(Collected data)
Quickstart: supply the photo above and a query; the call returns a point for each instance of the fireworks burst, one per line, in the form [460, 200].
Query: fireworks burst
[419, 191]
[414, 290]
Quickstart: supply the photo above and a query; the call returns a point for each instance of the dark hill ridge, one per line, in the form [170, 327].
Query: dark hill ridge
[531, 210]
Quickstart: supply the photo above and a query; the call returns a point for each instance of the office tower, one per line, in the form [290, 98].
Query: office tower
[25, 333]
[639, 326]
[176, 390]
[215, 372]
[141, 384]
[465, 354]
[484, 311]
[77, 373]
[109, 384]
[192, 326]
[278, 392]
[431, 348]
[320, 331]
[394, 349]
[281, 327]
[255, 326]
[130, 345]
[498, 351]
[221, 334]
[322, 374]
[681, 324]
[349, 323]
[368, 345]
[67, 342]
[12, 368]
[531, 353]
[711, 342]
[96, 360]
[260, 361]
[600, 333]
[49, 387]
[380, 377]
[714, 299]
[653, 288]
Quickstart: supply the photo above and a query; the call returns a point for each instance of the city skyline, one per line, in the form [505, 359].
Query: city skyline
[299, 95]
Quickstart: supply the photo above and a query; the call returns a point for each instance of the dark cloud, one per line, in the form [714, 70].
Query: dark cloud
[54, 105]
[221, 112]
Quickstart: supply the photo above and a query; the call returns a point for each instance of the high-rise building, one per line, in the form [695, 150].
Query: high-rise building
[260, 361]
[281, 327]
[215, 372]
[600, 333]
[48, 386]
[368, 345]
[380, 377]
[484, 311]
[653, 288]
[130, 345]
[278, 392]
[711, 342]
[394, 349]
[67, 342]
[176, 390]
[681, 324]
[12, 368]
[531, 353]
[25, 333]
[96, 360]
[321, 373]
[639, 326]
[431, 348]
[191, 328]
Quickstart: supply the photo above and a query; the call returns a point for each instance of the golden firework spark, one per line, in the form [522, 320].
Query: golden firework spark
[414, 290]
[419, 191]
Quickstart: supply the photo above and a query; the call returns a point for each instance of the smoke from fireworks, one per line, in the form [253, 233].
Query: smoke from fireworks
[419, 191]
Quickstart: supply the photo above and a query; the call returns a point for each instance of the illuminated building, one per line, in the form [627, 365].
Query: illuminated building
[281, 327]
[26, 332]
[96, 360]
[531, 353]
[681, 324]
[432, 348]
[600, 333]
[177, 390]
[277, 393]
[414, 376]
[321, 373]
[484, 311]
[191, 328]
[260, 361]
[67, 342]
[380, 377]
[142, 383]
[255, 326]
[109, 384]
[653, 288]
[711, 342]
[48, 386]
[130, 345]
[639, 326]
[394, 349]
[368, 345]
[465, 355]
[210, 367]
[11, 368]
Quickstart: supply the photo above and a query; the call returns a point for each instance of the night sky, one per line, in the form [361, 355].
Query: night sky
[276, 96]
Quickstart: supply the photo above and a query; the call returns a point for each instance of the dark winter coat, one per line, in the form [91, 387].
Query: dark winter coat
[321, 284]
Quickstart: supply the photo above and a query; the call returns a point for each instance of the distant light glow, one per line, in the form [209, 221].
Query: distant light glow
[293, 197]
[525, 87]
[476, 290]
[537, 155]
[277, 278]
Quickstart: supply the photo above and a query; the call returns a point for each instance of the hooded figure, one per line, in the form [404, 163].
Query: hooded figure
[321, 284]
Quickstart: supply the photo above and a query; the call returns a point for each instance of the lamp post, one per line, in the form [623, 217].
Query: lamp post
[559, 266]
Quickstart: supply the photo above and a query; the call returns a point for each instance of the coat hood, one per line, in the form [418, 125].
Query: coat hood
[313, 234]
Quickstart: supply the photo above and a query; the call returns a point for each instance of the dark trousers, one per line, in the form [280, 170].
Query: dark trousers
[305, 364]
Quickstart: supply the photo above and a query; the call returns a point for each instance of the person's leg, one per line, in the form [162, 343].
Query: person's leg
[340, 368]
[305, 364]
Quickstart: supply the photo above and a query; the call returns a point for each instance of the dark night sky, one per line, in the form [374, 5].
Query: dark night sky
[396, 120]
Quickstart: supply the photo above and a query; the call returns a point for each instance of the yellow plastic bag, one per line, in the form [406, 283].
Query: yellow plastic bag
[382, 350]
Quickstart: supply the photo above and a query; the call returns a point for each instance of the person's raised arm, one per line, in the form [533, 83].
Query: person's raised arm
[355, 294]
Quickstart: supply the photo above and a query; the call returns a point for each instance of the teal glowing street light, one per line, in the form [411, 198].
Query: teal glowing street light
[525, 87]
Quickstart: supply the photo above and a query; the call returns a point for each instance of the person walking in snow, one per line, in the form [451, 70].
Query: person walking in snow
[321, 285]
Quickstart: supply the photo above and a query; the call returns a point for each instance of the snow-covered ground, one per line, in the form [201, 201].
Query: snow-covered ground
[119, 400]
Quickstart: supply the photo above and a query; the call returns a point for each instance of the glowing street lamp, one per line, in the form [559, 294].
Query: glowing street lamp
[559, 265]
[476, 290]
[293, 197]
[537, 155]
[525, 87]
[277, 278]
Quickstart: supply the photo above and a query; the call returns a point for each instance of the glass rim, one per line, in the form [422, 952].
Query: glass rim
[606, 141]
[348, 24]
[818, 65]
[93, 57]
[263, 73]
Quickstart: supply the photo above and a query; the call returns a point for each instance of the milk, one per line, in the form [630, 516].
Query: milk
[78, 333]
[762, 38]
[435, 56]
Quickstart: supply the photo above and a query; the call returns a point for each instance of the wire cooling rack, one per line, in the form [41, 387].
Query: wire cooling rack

| WRITTEN INSTRUCTION |
Provide all the records again, word for word.

| EXERCISE RESPONSE |
Quickstart: supply the photo above and a query; the call returns a point for each instance of the fireworks burst, one per line, in the form [460, 200].
Query: fireworks burst
[419, 191]
[414, 290]
Quickstart: supply the photo above and a query; the call returns a point for each instance of the dark hill ridge, one per line, in the form [170, 327].
Query: dark hill ridge
[531, 210]
Quickstart: supply the photo above and a query; the call returns a point for each instance of the office tower, one per line, in the form [290, 98].
Query: office tower
[25, 333]
[639, 326]
[176, 390]
[215, 372]
[141, 384]
[465, 354]
[484, 311]
[77, 373]
[109, 384]
[192, 326]
[278, 392]
[431, 348]
[320, 331]
[394, 349]
[281, 327]
[255, 326]
[130, 345]
[498, 351]
[221, 334]
[322, 374]
[681, 324]
[349, 323]
[368, 345]
[67, 342]
[12, 368]
[531, 353]
[711, 342]
[96, 360]
[260, 361]
[600, 333]
[49, 387]
[380, 377]
[714, 299]
[653, 288]
Quickstart: supply the photo above and a query; the call returns a point for each instance of the city skyline, one per line, in the form [505, 359].
Query: city skyline
[299, 95]
Quickstart: supply the photo above and a query; the call returns a point for each instance of the dark cloud, one per line, in the form [714, 70].
Query: dark cloud
[54, 105]
[221, 112]
Quickstart: supply the photo above and a query; the call returns a point for each instance of the high-rise building, one per line, in the form [695, 150].
Query: high-rise building
[260, 361]
[281, 327]
[215, 372]
[600, 333]
[48, 386]
[368, 345]
[380, 377]
[484, 311]
[653, 288]
[130, 345]
[278, 392]
[711, 342]
[394, 349]
[67, 342]
[176, 390]
[681, 324]
[12, 368]
[531, 353]
[25, 333]
[96, 360]
[321, 373]
[639, 326]
[431, 348]
[191, 328]
Quickstart: supply the photo above and a query; the call returns a point for each instance of the golden firework spark, one per line, in the form [522, 320].
Query: golden firework spark
[414, 290]
[419, 191]
Quickstart: supply the photo above and a query; the call returns a point for each instance of the smoke from fireworks, one per line, in the form [253, 233].
Query: smoke from fireworks
[419, 191]
Quickstart: supply the photo above and a query; the call returns a point for each instance of the illuminated building, one per line, in the form [627, 365].
Query: illuminated building
[281, 327]
[26, 332]
[96, 360]
[531, 353]
[681, 324]
[432, 348]
[600, 333]
[177, 390]
[277, 393]
[414, 376]
[321, 373]
[484, 311]
[191, 328]
[260, 361]
[67, 342]
[380, 377]
[142, 383]
[255, 326]
[109, 384]
[653, 288]
[711, 342]
[48, 386]
[130, 345]
[639, 326]
[394, 349]
[368, 345]
[465, 355]
[210, 367]
[11, 368]
Quickstart: supply the photo above and a query; the call returns a point for each instance of the night sky, one per line, in the form [361, 355].
Query: night sky
[276, 96]
Quickstart: supply the photo above and a query; the call returns a point for each instance of the dark winter coat, one per line, in the form [91, 387].
Query: dark winter coat
[321, 284]
Quickstart: supply the photo above and a query; the call returns a point for each instance of the distant light glow, one per line, in the form [209, 221].
Query: distant light glow
[293, 197]
[525, 87]
[476, 290]
[537, 155]
[277, 278]
Quickstart: supply the photo above and a query; the call returns a point for each instance of the hooded figure, one per line, in the form [404, 163].
Query: hooded figure
[321, 284]
Quickstart: supply the photo above and a query; the call returns a point for each instance of the lamp post, one per line, in the form [623, 217].
Query: lamp post
[559, 266]
Quickstart: supply the photo above and a query; the call returns a point for each instance of the coat hood, one per line, in the form [418, 125].
Query: coat hood
[313, 234]
Quickstart: supply the photo above and a query; the call returns a point for each instance of the dark trousers, one per line, in the form [280, 170].
Query: dark trousers
[305, 364]
Quickstart: supply the photo above and a query; the call returns a point for each instance of the person's leg, one per line, in the form [162, 343].
Query: person's leg
[340, 368]
[305, 364]
Quickstart: supply the photo above and a query; the call returns a point for each instance of the dark night sky, one per line, in the form [374, 5].
Query: dark night sky
[396, 120]
Quickstart: supply the photo above and a query; the call returns a point for each instance of the yellow plastic bag, one per line, in the form [406, 283].
Query: yellow plastic bag
[382, 350]
Quickstart: supply the photo above and a query; the call returns a point for each instance of the person's raised arm, one per line, in the form [533, 83].
Query: person's raised arm
[355, 294]
Quickstart: supply the photo above and a query; the call returns a point for each instance of the teal glowing street light, one per line, in the form [411, 198].
Query: teal glowing street light
[525, 87]
Quickstart: supply the photo above and a query; the call returns a point for each instance of the person walking in snow, one per line, in the form [451, 70].
Query: person walking in snow
[321, 285]
Quickstart: supply the photo above and a query; the call returns a point for each instance of the snow-covered ground, one per line, in the form [201, 201].
Query: snow-covered ground
[119, 400]
Quickstart: supply the photo above and a query; the call returns a point for each instance of the glowing street lamp, one per line, in the form [559, 294].
Query: glowing street lamp
[559, 265]
[476, 290]
[293, 197]
[537, 155]
[525, 87]
[277, 278]
Quickstart: supply the photo above and a query; the call returns a point for each instance of the glass rim, one per line, in the form [422, 952].
Query: glass rim
[606, 141]
[348, 24]
[818, 65]
[93, 57]
[263, 73]
Quickstart: supply the photo above and a query; the call returns a point for each instance of the milk, one per line, in the form [630, 516].
Query: milk
[78, 333]
[762, 38]
[435, 56]
Quickstart: supply the photo above and a query; the call returns a point for each instance of the wire cooling rack, one per line, in the form [41, 387].
Query: wire cooling rack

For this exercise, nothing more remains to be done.